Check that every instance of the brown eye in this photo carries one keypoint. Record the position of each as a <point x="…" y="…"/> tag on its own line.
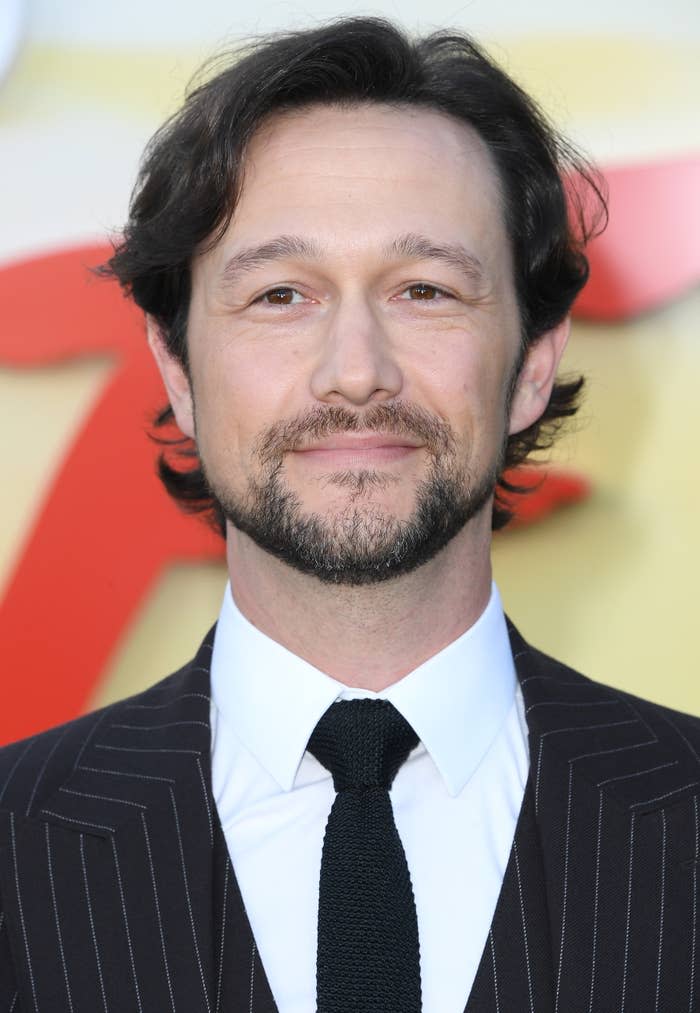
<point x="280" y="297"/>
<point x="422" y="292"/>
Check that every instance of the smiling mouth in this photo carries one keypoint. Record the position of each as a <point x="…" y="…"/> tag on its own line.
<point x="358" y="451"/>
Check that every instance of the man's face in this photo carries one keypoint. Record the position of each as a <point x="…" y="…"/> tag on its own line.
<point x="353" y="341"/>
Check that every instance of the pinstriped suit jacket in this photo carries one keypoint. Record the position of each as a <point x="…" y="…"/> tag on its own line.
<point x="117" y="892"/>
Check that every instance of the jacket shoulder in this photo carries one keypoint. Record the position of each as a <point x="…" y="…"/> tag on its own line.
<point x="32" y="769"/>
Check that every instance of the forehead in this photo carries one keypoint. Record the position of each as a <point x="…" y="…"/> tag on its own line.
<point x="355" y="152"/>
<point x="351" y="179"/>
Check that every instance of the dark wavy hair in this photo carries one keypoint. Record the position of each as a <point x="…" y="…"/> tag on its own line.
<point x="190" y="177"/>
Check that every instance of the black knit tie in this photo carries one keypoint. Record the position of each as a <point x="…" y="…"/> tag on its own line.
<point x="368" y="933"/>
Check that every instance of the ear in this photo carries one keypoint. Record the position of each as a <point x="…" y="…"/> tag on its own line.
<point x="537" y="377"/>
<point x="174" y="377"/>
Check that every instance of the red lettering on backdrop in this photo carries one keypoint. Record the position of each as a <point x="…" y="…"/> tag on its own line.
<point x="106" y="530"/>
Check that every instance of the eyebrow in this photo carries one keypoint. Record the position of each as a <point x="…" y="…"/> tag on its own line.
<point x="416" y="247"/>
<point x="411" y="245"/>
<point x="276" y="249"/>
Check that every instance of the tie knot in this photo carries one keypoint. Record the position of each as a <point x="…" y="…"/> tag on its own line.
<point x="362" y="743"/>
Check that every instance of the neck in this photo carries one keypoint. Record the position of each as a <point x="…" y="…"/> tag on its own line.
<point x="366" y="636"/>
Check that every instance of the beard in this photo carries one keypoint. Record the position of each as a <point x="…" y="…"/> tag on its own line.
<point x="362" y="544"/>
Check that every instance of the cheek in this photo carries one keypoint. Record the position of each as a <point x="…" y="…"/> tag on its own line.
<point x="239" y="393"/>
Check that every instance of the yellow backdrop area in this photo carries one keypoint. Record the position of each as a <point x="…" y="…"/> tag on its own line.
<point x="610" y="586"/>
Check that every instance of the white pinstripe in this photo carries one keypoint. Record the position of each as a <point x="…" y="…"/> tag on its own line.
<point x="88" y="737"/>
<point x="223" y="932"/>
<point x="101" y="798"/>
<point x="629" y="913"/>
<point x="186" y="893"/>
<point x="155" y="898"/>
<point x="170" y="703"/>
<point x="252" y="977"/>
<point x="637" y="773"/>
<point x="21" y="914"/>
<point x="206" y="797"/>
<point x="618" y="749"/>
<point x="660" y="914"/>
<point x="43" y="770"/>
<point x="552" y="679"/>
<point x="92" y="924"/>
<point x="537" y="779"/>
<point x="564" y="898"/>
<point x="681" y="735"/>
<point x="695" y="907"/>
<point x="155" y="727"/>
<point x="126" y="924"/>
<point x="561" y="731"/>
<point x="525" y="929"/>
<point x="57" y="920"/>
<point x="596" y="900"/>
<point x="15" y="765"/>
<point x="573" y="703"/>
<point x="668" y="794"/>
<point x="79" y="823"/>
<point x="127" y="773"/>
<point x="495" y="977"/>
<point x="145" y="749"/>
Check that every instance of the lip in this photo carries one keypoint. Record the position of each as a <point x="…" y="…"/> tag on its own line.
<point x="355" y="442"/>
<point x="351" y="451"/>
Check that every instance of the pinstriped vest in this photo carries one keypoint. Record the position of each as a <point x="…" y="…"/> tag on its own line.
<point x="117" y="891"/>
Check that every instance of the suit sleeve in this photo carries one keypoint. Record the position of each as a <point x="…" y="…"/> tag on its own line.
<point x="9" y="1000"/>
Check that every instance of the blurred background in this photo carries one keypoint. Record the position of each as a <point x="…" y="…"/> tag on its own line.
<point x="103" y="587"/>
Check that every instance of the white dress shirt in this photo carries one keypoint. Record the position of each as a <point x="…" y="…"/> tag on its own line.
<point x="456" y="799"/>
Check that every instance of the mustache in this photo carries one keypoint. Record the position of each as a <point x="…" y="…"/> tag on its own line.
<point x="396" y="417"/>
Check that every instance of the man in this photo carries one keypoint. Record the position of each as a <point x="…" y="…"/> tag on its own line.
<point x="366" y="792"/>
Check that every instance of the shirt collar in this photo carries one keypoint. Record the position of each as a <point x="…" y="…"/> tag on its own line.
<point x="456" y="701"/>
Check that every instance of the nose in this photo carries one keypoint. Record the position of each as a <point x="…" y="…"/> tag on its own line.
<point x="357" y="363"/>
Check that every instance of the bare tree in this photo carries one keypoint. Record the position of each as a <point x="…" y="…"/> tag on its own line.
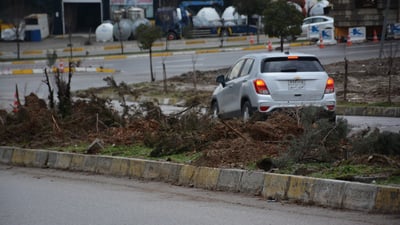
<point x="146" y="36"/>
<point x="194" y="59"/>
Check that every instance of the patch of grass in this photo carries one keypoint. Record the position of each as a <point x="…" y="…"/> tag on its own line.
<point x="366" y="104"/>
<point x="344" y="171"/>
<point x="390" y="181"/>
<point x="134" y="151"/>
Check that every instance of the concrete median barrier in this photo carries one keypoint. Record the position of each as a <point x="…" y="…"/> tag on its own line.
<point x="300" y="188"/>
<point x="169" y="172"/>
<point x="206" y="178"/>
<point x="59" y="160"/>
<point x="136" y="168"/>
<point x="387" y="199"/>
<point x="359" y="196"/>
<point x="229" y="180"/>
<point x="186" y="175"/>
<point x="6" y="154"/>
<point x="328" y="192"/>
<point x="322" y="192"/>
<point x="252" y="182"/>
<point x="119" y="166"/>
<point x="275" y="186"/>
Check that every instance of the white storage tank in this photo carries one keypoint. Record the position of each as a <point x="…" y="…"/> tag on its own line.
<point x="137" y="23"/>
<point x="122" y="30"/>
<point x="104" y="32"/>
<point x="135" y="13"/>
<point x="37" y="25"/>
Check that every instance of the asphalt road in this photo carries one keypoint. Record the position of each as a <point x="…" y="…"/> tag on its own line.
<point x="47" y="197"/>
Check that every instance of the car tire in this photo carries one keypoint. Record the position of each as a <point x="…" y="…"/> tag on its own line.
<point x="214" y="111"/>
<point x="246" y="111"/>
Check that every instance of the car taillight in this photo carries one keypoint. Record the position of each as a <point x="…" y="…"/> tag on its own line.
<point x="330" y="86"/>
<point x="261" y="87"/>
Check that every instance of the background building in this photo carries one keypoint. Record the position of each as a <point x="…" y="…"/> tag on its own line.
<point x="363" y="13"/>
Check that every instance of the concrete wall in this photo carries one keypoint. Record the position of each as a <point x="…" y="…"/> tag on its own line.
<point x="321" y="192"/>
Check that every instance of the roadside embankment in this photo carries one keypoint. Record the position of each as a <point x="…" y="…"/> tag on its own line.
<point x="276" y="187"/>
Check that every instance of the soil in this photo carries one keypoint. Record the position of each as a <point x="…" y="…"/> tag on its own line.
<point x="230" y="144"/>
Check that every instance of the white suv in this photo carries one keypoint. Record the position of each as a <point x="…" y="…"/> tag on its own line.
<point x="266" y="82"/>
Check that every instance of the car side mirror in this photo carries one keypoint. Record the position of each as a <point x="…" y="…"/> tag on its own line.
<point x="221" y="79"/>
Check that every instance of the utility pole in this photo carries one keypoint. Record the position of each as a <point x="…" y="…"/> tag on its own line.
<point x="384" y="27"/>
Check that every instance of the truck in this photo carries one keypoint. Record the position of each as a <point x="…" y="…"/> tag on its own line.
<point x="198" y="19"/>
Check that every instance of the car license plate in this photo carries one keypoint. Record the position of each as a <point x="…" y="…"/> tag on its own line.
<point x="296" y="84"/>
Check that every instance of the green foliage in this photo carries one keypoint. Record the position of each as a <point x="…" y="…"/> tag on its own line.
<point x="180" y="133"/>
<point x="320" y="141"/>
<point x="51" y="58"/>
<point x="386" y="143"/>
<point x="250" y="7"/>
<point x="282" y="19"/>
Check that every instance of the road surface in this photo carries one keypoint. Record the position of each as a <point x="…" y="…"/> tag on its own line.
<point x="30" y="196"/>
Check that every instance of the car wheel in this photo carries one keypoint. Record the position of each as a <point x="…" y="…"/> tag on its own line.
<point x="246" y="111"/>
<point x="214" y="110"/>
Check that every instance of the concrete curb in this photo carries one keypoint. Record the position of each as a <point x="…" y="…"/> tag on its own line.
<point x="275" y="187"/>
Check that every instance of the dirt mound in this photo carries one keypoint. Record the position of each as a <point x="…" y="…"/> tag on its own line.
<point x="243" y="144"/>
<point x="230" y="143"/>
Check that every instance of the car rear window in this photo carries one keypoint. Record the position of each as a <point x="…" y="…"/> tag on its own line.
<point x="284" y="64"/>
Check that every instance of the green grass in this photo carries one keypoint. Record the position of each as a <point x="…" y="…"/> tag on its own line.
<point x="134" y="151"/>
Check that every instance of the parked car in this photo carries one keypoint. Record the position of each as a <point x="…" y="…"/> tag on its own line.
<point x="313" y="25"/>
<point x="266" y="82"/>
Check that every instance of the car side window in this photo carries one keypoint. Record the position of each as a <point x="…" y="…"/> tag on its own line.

++++++++++

> Stated task
Render the data from the line containing "Check that every instance of the parked" through the last line as a Markdown table with the columns Row and Line. Number each line, and leave out any blank lines.

> Response to this exercise
| Row | Line |
|---|---|
| 1 | Check that every instance of the parked car in this photo carries one keypoint. Record the position of each as a <point x="…" y="…"/> tag on its own line. |
| 2 | <point x="313" y="25"/> |
| 3 | <point x="266" y="82"/> |
| 4 | Check that every instance of the car side window in this photo carries one keypoint. Record the position of each as a <point x="…" y="…"/> tag on its own line. |